PROBLEMS TO SOLVE:
1 > In the court opinion on attorneys' fees and estate allowances, what was the par value per share of the bank stock owned by the trust estate?
2 > Carry on the court opinion on attorneys' fees and estate allowances from its last sentence.

Opinion
(Filed 6 January, 1937.)
1. Appeal and Error § 37 —
The amount of allowances by the Superior Court for attorneys' fees, trustees, and guardians ad litem in connection with an action involving the liability of an estate is reviewable by the Supreme Court.
2. Executors and Administrators § 29 —
Allowances by the Superior Court for attorneys' fees, trustees, and guardians ad litem in connection with an action involving the liability of the estate should be fair and reasonable.
3. Appeal and Error § 38 — Allowances by Superior Court for attorneys' fees, trustees, and guardians ad litem are presumed correct.
Allowances by the Superior Court for attorneys' fees, trustees, and guardians ad litem in connection with an action involving the liability of the estate are deemed prima facie correct, and the allowances will not be disturbed on a creditor's appeal in the absence of any finding or evidence to support such finding that the allowances were inadequate or excessive.
APPEAL by the plaintiff from Small, J., at September Term, 1936, of WAKE. Affirmed.
Kenneth C. Royall and Brooks, McLendon Holderness for plaintiff, appellant.
J. S. Manning, Murray Allen, and Paul F. Smith for appellees.
A. L. Purrington, Jr., in propria persona.
The case of Mrs. John S.E. Young et al. v. Gurney P. Hood, Commissioner of Banks, et al., is reported in 209 N.C. 801, in which it is held that the trust estate of A. B. Andrews, deceased, was liable to the plaintiff in this cause in the sum of $160,000, plus interest from 3 July, 1933, on account of the ownership by said trust estate of 16,000 shares of the common stock of the closed North Carolina Bank and Trust Company of the par value of $10.00 per share.

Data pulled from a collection

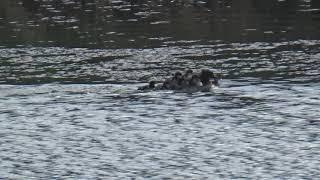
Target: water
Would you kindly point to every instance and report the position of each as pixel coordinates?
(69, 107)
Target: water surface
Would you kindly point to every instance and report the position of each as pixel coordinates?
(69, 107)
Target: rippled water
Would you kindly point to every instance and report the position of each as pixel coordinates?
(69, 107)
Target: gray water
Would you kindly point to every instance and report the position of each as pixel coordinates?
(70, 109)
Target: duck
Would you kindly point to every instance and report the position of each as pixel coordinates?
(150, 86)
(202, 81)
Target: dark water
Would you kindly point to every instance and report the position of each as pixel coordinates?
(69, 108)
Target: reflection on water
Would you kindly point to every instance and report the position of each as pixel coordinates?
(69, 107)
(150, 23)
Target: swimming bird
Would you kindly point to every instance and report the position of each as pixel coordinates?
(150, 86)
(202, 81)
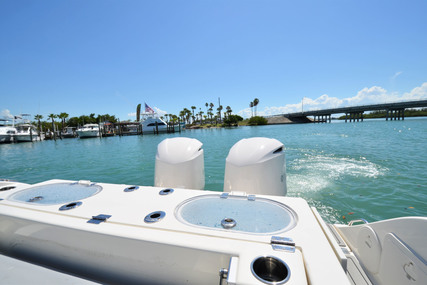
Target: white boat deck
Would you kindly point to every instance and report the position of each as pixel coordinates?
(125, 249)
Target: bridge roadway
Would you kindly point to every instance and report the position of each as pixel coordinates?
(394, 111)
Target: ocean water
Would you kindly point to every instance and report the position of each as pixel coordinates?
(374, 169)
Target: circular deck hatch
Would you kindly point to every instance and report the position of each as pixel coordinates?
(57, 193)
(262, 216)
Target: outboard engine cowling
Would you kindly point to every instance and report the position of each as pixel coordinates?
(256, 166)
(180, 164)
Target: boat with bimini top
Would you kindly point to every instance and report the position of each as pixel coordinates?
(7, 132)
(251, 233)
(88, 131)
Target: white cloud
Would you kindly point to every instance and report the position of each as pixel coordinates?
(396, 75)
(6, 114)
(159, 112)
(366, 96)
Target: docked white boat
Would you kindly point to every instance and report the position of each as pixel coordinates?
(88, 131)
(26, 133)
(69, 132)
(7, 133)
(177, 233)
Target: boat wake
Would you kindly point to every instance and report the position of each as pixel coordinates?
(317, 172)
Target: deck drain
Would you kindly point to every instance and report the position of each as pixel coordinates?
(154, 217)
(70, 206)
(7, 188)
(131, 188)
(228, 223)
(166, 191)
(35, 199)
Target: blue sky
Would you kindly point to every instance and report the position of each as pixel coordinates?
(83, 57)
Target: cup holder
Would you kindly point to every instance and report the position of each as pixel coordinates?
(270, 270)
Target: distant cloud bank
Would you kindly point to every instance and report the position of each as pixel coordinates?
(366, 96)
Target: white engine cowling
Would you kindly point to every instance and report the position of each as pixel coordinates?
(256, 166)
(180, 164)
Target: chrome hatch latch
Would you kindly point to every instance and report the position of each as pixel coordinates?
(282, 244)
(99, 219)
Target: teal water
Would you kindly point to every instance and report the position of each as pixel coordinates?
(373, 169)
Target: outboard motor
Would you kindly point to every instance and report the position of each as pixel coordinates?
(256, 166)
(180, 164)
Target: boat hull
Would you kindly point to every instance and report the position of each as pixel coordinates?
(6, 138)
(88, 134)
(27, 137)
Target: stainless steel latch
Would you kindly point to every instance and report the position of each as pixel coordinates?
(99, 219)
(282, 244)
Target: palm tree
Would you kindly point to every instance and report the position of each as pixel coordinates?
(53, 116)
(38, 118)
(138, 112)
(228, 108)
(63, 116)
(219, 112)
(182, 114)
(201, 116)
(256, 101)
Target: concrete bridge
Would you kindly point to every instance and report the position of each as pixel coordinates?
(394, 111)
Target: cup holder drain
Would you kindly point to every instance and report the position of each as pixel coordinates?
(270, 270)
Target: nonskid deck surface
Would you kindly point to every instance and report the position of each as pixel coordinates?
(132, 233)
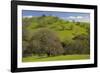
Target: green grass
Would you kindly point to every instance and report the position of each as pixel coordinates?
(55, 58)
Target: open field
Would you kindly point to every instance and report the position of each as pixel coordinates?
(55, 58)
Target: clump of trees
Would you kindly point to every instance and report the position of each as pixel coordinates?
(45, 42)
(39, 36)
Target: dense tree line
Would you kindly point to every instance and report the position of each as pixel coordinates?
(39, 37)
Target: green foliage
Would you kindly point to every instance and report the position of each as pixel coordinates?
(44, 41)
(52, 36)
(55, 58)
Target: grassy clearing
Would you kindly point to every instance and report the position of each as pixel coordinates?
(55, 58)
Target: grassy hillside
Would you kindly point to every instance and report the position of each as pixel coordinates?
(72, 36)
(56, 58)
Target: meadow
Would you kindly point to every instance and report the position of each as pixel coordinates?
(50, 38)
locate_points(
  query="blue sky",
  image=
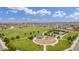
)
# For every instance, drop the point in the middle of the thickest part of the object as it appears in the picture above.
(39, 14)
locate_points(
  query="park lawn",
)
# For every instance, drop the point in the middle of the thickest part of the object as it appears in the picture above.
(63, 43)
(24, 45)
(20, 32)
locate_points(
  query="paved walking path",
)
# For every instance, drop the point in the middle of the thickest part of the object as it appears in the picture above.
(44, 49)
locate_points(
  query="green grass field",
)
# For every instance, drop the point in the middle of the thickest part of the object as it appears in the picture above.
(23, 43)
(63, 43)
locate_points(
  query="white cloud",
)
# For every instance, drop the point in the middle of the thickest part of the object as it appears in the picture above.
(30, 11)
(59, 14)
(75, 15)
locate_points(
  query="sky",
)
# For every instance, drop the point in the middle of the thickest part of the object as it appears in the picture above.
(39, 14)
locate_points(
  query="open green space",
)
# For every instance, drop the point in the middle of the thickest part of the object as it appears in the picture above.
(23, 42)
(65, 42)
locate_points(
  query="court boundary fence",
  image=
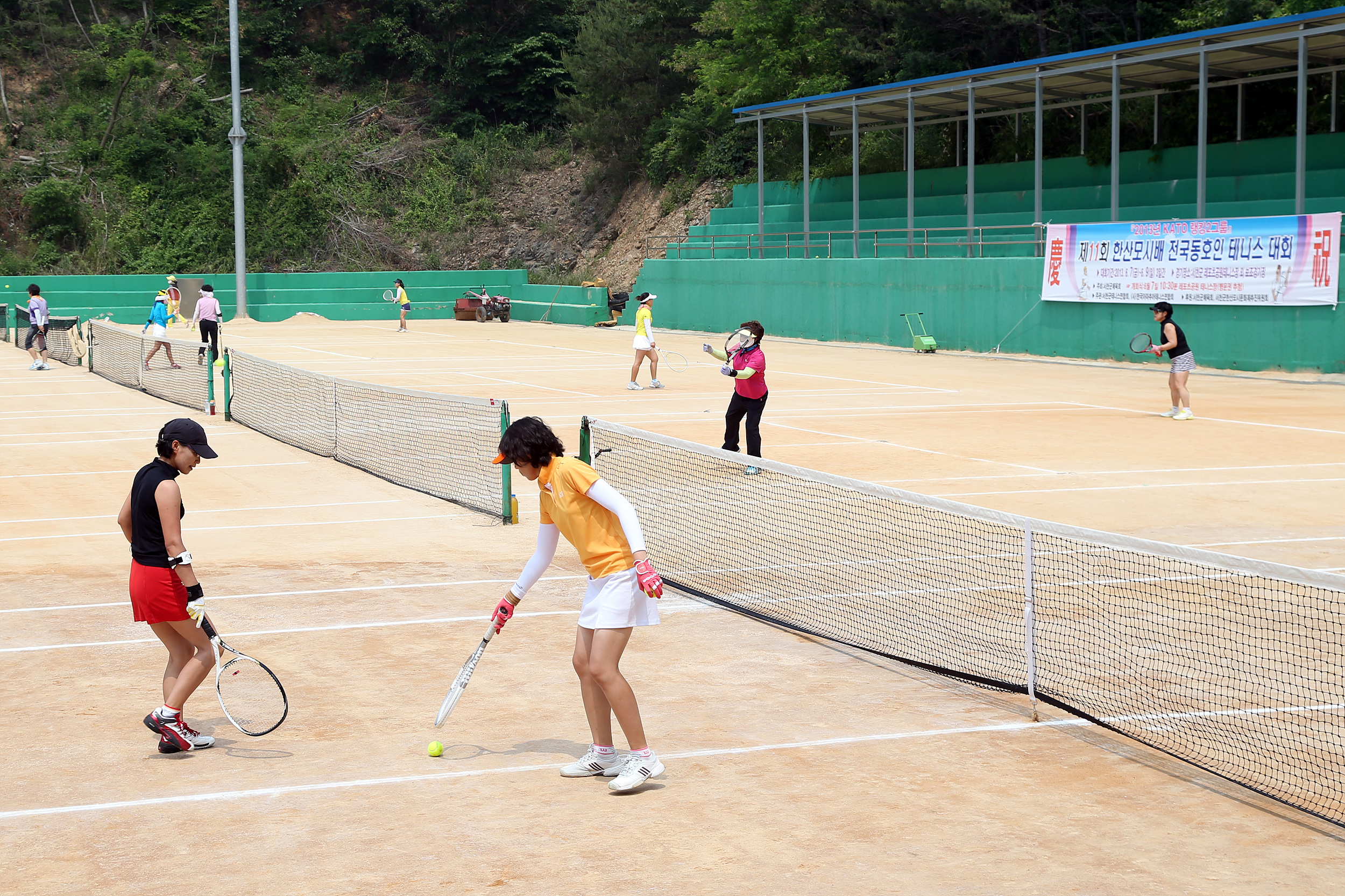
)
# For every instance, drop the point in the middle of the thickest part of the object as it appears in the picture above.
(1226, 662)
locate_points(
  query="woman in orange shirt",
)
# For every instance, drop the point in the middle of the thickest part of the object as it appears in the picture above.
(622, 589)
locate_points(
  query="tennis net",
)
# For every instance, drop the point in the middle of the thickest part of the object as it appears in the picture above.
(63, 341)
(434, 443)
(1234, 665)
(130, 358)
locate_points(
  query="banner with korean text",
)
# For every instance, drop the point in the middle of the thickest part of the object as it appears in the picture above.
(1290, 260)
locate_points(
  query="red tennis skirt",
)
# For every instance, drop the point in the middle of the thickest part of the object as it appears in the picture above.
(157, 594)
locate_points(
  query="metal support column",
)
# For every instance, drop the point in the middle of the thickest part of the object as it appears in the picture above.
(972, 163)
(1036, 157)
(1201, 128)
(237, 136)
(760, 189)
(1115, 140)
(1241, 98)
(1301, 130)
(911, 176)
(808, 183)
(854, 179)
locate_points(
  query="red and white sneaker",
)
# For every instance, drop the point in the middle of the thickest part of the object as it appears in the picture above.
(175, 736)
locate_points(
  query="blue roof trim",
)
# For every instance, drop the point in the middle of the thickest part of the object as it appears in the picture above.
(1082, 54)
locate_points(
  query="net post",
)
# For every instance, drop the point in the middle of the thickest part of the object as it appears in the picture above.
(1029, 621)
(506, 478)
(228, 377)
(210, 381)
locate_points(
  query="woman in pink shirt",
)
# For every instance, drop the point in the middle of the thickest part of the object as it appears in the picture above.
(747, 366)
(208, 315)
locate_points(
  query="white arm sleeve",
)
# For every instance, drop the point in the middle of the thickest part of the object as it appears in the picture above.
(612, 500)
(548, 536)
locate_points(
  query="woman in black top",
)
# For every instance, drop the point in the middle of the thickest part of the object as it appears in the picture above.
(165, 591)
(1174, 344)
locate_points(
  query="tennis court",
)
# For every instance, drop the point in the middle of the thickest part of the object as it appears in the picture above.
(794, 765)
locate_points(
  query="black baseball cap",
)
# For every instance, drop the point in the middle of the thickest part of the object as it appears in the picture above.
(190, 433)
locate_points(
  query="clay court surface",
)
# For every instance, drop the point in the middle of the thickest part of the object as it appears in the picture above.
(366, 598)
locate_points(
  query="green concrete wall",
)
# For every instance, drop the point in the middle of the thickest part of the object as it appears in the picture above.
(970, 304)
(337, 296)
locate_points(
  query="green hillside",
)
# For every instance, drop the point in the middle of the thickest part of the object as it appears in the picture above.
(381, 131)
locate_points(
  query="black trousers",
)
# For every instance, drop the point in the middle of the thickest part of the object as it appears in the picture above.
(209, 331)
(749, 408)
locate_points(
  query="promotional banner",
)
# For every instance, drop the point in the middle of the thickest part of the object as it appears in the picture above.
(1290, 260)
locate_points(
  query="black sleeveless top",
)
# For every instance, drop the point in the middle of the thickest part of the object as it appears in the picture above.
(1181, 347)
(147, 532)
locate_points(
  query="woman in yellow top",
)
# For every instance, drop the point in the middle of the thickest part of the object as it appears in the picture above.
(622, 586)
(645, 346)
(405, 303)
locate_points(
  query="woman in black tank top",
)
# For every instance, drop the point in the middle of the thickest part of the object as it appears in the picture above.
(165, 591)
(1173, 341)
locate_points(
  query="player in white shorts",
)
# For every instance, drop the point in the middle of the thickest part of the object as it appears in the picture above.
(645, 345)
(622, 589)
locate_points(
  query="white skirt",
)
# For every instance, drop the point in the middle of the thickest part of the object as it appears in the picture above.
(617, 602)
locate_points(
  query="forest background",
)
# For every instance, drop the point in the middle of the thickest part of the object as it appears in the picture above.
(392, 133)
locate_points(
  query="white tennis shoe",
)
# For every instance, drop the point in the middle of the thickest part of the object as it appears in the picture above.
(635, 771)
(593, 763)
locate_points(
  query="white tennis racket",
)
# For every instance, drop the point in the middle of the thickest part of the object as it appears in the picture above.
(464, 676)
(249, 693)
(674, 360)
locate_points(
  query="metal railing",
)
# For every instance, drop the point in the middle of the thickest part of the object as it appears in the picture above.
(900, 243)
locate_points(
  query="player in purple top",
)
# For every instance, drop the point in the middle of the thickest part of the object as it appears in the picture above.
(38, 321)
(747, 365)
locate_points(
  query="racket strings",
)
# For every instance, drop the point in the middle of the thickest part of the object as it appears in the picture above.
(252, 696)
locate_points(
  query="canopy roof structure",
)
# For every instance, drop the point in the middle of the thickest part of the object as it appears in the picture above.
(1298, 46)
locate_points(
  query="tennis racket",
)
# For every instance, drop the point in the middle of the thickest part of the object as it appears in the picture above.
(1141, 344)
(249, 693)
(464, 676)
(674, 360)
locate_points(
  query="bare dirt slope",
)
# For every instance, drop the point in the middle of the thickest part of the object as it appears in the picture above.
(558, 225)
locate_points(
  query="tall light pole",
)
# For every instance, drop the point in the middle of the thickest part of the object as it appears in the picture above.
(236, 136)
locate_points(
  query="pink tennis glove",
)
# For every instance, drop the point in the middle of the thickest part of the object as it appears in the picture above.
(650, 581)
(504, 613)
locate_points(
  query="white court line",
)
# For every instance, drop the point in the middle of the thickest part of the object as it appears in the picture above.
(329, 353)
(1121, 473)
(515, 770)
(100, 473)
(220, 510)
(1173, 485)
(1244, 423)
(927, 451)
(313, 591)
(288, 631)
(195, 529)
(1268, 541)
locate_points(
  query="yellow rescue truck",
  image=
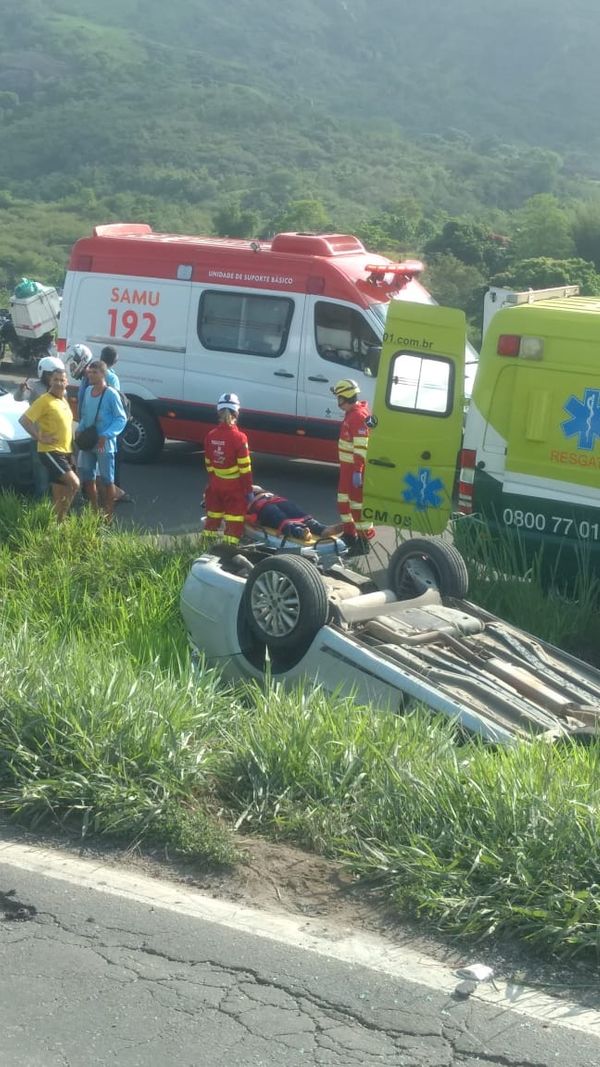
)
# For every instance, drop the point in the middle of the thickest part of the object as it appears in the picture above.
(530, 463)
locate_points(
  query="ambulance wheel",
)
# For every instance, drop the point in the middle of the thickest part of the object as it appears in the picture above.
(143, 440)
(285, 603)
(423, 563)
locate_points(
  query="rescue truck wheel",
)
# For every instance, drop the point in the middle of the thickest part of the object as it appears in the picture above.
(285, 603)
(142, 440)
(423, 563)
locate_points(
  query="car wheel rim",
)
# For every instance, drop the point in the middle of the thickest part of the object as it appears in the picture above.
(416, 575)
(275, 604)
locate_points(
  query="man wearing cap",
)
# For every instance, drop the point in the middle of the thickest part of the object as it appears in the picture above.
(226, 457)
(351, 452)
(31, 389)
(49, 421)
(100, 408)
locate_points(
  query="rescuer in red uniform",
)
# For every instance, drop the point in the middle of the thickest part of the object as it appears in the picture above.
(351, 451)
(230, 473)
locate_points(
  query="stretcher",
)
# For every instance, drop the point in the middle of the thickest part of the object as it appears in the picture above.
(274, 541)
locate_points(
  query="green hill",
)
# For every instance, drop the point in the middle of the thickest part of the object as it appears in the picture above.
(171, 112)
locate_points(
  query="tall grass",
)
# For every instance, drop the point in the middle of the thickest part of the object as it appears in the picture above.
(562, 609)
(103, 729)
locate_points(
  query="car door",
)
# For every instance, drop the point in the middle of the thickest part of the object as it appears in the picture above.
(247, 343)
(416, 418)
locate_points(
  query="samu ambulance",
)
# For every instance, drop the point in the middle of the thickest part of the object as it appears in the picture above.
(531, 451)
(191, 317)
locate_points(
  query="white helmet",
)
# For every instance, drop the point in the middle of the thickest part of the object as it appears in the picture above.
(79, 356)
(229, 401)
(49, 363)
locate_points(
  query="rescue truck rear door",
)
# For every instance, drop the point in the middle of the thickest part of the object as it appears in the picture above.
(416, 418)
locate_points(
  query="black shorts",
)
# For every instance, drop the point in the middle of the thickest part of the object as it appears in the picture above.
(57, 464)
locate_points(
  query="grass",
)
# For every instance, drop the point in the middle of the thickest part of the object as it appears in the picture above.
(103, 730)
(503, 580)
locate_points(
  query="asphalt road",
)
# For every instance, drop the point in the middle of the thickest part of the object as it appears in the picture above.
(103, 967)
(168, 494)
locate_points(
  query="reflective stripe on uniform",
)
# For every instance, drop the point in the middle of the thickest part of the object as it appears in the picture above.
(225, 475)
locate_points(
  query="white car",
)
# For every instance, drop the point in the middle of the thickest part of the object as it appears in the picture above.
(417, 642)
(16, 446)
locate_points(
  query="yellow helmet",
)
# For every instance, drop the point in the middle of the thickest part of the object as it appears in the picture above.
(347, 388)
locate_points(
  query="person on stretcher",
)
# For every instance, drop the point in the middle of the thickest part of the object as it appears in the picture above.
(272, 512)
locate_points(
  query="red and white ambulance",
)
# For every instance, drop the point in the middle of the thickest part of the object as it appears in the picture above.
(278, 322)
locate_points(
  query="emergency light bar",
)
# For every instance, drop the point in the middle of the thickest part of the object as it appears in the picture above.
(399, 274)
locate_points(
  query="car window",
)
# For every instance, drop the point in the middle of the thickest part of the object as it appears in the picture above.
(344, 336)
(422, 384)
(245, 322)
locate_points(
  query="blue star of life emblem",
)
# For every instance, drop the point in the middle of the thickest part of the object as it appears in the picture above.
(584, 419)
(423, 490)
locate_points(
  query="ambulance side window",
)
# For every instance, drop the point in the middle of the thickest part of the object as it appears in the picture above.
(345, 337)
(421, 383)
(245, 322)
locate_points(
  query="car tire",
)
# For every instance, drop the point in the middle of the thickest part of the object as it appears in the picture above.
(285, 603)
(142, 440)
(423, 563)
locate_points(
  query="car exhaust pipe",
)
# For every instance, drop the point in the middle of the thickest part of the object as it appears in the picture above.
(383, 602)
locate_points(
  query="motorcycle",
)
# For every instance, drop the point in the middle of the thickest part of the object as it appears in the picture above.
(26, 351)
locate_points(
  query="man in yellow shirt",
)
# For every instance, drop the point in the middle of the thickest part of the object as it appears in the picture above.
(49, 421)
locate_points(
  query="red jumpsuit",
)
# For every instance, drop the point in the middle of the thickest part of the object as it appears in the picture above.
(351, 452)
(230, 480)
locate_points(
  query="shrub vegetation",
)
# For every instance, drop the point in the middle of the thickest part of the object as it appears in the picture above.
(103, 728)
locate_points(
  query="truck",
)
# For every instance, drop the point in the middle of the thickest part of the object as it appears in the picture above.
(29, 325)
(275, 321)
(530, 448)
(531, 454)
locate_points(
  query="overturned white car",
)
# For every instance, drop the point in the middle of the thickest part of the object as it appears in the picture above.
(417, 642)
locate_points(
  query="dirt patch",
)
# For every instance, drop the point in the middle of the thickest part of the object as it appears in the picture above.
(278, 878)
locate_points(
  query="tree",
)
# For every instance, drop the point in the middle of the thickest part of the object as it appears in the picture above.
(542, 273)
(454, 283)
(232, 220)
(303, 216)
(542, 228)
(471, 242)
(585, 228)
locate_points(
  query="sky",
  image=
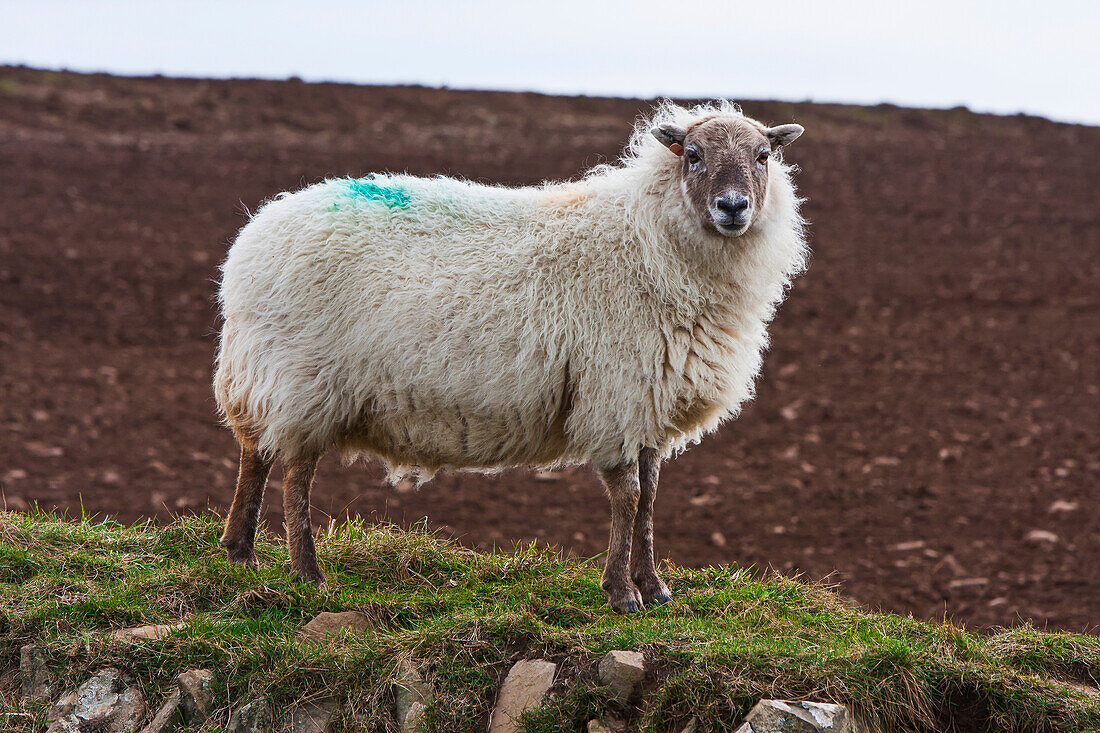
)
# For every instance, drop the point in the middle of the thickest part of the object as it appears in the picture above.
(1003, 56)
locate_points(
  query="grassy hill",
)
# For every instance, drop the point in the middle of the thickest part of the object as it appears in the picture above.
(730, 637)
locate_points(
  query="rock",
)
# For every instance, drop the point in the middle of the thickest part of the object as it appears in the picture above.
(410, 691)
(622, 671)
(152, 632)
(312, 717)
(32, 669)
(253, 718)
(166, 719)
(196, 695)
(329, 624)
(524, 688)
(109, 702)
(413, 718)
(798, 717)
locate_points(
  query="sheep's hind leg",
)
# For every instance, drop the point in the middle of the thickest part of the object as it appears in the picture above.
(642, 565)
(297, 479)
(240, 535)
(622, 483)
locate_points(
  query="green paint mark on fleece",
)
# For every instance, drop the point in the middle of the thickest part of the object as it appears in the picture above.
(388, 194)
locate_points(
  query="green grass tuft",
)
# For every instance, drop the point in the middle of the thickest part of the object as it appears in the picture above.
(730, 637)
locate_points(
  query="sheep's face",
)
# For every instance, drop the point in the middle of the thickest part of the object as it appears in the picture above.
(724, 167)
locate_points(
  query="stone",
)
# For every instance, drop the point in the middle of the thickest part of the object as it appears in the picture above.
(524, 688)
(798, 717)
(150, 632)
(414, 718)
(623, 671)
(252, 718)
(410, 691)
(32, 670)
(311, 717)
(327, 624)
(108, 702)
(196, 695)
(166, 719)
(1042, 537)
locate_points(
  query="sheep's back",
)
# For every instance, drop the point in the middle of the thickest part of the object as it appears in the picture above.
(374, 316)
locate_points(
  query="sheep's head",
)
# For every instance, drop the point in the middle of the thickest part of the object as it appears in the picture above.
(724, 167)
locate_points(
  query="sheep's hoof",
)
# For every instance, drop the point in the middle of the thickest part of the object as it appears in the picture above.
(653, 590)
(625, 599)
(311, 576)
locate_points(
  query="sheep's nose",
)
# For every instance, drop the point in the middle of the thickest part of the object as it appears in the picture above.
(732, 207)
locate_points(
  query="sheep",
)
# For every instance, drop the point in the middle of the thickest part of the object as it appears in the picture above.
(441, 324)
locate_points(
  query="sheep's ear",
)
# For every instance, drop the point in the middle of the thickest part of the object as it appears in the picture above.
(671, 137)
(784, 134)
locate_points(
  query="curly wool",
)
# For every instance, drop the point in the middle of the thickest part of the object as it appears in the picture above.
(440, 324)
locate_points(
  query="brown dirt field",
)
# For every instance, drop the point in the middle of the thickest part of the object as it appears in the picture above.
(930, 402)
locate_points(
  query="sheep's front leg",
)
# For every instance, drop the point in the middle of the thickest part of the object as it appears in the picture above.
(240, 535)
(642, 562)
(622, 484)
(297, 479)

RESULTS IN ORDER:
1 > $10.00 per share.

2 >
This action was instituted by the Commissioner of Banks against the trustee of the estate of A. B. Andrews, deceased, to require the sale of sufficient assets of said estate to satisfy the stock assessment judgment in favor of the commissioner. An answer was filed by the trustee asking that all of the beneficiaries of said trust estate, together with A. J. Maxwell, Commissioner of Revenue of the State of North Carolina, and C. H. Robertson, Collector of Internal Revenue of the United States for the District of North Carolina, be made parties defendant, and that the court advise and direct him as to his duties. An order was entered making said beneficiaries and said commissioner and said collector parties defendant, and A. L. Purrington, Jr., was appointed guardian ad litem to represent the defendant beneficiaries who were infants. An answer was filed by said guardian ad litem. Thereafter judgment was entered ordering Joseph B. Cheshire, Jr., as trustee of the estate of A. B. Andrews, deceased, to sell sufficient assets of said estate to raise cash with which to pay said stock assessment judgment.
Subsequently, a petition was filed by Mr. Cheshire, as trustee, setting out that in connection with the litigation concluded by the decision of this Court referred to above, and in connection with this case, he had, under an order of court, employed Messrs. Paul F. Smith, Murray Allen, and Manning Manning as attorneys to represent the interests of his trust; that he had paid to said attorneys on account of services rendered the sum of $1,000 each, and that he was of the opinion that an allowance to said attorneys of the further sum of $7,500 each would be fair and reasonable, and recommending that such allowances be made to be paid out of the assets of his trust before the stock assessment judgment of the plaintiff is paid, as according to the best information of the petitioner such assets are insufficient to satisfy in full such judgment.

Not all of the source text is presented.